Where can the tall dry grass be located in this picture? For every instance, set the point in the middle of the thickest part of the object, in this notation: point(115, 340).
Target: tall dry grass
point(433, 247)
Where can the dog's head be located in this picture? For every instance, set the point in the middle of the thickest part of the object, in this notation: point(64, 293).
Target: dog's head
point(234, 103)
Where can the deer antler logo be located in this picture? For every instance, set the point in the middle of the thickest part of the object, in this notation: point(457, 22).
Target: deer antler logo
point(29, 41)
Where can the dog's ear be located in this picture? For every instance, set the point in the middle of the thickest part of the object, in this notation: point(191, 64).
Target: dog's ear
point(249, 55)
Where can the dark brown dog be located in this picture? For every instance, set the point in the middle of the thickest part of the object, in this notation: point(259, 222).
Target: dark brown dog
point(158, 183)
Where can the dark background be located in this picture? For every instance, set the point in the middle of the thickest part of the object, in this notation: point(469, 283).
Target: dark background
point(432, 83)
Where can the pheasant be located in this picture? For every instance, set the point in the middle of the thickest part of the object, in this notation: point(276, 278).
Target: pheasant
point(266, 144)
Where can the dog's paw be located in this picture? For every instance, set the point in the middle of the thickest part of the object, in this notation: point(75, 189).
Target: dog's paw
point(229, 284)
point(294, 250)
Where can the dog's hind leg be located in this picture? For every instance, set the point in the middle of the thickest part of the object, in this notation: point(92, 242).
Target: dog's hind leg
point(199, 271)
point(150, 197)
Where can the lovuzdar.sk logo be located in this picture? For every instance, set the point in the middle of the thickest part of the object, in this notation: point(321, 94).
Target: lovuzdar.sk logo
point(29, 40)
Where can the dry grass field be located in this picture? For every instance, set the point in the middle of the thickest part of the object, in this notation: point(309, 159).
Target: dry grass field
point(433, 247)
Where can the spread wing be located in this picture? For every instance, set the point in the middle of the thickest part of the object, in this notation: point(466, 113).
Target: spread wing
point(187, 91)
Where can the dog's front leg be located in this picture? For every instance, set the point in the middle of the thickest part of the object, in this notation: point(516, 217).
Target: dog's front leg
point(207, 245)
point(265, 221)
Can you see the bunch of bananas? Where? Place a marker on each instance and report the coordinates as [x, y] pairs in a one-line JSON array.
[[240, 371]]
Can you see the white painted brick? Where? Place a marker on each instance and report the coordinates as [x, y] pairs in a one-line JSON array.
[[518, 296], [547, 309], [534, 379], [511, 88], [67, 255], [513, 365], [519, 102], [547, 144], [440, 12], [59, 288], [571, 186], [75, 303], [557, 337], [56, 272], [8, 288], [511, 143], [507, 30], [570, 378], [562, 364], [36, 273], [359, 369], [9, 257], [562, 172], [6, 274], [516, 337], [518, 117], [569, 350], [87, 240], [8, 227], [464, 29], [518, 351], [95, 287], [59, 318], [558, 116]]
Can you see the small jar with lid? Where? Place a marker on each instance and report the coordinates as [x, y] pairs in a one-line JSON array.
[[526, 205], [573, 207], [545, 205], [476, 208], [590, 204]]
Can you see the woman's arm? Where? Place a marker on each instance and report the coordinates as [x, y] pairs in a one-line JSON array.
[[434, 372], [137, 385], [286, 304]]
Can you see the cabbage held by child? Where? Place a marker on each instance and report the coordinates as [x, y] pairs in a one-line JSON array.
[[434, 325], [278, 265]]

Activity: After the last line, print all the entries once again, unchanged.

Exercise answer:
Where can the tall dry grass be located in this picture? For every instance, set the point in the middle of the thickest part of the object, in this notation: point(115, 340).
Target: tall dry grass
point(433, 247)
Where can the dog's head be located in this picture? For every instance, set the point in the middle of the thickest part of the object, in this notation: point(64, 293).
Target: dog's head
point(234, 103)
Where can the deer antler logo be located in this picture? For every instance, set the point in the middle of the thickest part of the object, in this notation: point(457, 22).
Target: deer antler logo
point(29, 41)
Where can the dog's ear be located in this picture? For every instance, set the point in the middle of the thickest part of the object, in this notation: point(191, 64).
Target: dog's ear
point(249, 55)
Where can the dark brown dog be located in this picture? For every instance, set the point in the middle of the thickest part of the object, in this notation: point(259, 222).
Target: dark brown dog
point(158, 183)
Where can the dark background be located in this picture? For every instance, set the point in the middle of the thickest part of the object, in this notation: point(469, 283).
Target: dark background
point(432, 83)
Where can the pheasant be located in this picture? For every instance, set the point in the middle of the thickest part of the object, in this notation: point(276, 278).
Target: pheasant
point(266, 144)
Where can the dog's paw be located in this picture? For every instance, set the point in the middle of the thickest part of the object, in this notation: point(75, 189).
Target: dog's paw
point(229, 284)
point(294, 250)
Where can the dog's hind leg be located in this picture? For every instance, set the point in the middle of the thickest part of the object, in this notation: point(92, 242).
Target: dog's hind leg
point(199, 271)
point(150, 197)
Where can the lovuzdar.sk logo be located in this picture? For every instance, set the point in the middle of the thickest part of the object, in this notation: point(321, 94).
Target: lovuzdar.sk logo
point(29, 40)
Where can the dry grass field be located in this picture? For every instance, set the point in the middle of the thickest part of the object, in this notation: point(309, 159).
Target: dry grass field
point(433, 247)
Where can the spread wing be located in this picture? For every instance, set the point in the middle of the thickest part of the object, in this notation: point(466, 113).
Target: spread wing
point(187, 91)
Where can the dog's front leg be located in this picture? For every instance, set the point in the middle of the thickest part of the object, in this notation: point(516, 217).
Target: dog's front leg
point(207, 245)
point(265, 221)
Can you see the bunch of bananas? Where? Place a marker on each instance and report the coordinates as [x, y] pairs in a one-line JSON array.
[[240, 371]]
Can you see the white painted brick? Where? Place a marker on each instance and report the coordinates as [x, y] pairs in a one-line JSON array.
[[518, 296], [547, 309], [534, 379], [511, 88], [67, 255], [513, 365], [519, 102], [547, 144], [440, 12], [59, 288], [571, 186], [75, 303], [557, 337], [56, 272], [8, 288], [511, 143], [507, 30], [570, 378], [562, 364], [36, 273], [359, 369], [9, 257], [562, 172], [6, 274], [516, 337], [518, 117], [569, 350], [87, 240], [8, 227], [464, 29], [518, 351], [95, 287], [59, 318], [558, 116]]
Can you see the small jar with lid? Where? Place a marker on each instance and report the coordinates as [x, y] pairs in a one-line JSON array.
[[526, 205], [573, 207], [545, 205], [476, 208], [590, 204]]
Can you see the woman's arm? Where? Place a marker on each instance and report the coordinates as [x, y] pairs in a one-line JSON array.
[[434, 372], [137, 385], [286, 304]]
Can you see the cabbage held by child? Where? Place a marker on each instance and report the coordinates as [x, y] pairs in a one-line JSON array.
[[434, 325], [278, 265]]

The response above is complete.